TO DO:
Pull out every line in the records below that contains the string "Give". Letter case counts.

+++++

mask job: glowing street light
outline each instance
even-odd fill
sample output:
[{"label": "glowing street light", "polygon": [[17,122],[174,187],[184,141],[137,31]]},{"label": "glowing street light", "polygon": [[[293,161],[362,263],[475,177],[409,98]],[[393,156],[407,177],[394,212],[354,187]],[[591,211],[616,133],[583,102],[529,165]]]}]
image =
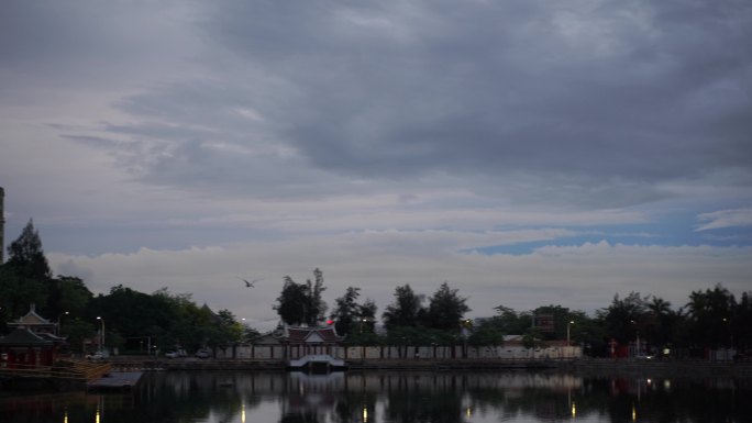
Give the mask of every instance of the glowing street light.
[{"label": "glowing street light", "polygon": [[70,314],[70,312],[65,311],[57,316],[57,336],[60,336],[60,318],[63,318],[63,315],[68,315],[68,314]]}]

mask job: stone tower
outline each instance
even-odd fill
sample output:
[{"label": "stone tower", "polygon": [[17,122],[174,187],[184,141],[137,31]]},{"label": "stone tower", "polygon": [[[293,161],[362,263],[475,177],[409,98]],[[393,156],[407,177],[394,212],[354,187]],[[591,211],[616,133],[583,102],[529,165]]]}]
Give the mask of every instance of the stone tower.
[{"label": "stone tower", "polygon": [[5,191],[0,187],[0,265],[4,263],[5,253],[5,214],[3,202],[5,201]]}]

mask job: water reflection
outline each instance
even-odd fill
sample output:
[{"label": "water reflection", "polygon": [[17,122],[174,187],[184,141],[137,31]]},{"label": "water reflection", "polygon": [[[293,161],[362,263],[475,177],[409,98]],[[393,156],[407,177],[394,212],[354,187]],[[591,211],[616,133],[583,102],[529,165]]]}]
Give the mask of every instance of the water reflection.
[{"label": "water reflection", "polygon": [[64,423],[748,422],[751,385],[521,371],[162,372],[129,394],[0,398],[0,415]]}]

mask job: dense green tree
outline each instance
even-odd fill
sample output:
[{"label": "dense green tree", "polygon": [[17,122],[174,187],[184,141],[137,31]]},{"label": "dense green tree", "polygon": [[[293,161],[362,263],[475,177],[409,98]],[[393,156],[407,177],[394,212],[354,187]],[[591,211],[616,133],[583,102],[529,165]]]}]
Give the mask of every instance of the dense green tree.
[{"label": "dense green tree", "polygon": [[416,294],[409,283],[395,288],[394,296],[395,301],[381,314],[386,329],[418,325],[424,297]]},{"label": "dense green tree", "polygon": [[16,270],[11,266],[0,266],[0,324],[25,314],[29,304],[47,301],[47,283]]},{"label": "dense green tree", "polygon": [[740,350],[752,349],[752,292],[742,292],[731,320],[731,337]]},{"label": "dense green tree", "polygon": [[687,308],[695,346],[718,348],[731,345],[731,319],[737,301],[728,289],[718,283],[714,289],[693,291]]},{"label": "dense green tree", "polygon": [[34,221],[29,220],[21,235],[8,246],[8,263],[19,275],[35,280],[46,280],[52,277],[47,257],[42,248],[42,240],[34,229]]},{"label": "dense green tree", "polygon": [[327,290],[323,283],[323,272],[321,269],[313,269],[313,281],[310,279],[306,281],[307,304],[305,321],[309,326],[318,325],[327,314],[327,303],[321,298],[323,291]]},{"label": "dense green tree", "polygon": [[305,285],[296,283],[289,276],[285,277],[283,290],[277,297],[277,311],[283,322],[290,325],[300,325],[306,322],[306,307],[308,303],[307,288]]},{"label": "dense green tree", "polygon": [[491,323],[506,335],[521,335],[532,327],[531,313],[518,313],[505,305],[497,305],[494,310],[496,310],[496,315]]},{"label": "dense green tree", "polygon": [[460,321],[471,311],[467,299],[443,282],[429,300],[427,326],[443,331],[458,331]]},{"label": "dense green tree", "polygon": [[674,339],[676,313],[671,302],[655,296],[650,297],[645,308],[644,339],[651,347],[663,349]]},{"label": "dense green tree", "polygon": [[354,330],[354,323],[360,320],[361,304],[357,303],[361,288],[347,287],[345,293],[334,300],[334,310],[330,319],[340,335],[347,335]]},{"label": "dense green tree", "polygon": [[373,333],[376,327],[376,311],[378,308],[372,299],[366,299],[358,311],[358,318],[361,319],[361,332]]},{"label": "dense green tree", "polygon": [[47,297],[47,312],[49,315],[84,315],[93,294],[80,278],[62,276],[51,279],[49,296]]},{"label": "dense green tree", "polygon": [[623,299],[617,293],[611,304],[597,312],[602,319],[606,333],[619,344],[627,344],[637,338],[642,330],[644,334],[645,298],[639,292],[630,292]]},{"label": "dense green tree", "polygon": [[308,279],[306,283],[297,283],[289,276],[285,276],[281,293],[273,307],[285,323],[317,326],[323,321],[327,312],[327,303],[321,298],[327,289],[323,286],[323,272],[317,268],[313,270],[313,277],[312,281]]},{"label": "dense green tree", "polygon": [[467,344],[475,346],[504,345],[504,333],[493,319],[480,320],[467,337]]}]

+++++

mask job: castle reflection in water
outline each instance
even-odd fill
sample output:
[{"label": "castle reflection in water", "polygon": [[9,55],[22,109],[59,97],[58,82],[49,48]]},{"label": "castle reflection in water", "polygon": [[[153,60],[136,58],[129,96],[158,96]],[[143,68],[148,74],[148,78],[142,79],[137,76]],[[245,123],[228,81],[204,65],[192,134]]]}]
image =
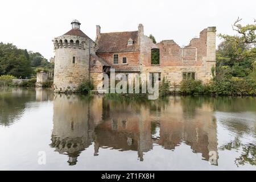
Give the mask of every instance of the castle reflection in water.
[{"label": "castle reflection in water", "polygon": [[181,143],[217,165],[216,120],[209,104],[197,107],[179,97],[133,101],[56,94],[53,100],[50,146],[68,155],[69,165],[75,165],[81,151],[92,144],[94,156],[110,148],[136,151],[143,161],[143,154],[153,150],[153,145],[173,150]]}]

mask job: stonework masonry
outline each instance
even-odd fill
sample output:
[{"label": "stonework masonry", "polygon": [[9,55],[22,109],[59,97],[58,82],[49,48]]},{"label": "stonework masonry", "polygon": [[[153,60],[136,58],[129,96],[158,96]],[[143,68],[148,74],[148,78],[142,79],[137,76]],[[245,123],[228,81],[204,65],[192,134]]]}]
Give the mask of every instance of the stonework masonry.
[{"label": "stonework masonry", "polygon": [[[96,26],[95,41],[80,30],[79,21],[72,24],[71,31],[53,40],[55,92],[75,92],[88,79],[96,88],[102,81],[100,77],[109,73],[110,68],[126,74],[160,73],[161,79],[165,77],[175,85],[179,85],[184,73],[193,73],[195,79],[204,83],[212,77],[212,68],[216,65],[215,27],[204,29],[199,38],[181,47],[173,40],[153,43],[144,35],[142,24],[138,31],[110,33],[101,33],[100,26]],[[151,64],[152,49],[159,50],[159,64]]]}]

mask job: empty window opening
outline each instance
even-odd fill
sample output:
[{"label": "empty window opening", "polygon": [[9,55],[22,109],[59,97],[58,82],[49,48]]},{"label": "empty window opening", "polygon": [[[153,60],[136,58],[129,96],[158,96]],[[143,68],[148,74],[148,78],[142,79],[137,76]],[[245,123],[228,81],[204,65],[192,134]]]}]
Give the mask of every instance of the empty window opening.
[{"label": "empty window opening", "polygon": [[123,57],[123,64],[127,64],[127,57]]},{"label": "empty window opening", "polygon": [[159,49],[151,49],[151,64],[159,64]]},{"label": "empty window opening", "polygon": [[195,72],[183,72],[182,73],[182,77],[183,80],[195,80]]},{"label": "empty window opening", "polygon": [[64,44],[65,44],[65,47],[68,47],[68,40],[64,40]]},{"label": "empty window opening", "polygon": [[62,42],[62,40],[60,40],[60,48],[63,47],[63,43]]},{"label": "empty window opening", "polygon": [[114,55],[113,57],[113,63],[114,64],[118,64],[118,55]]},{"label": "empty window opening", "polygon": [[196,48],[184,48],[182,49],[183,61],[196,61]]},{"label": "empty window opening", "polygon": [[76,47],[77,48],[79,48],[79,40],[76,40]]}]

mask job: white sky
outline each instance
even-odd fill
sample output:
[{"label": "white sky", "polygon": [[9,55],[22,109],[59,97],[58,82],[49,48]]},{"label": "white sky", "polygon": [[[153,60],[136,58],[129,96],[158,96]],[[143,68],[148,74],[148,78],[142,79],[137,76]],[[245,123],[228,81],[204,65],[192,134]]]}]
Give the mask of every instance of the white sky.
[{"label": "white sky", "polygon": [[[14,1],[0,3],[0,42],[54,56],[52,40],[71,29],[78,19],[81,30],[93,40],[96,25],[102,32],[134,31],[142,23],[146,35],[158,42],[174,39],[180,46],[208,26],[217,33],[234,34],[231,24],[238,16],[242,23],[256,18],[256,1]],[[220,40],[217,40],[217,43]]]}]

+++++

COMPLETED TASK:
Give the mask of every instance of the glowing street light.
Give the mask of every instance of the stone tower.
Give the mask of every instance of the water reflection.
Give the mask of every instance of the dense green tree.
Give the mask of every instance of the castle reflection in water.
Give the mask of every instance of the stonework masonry.
Give the mask of every instance of the empty window opening.
Give the mask of every instance of the white sky.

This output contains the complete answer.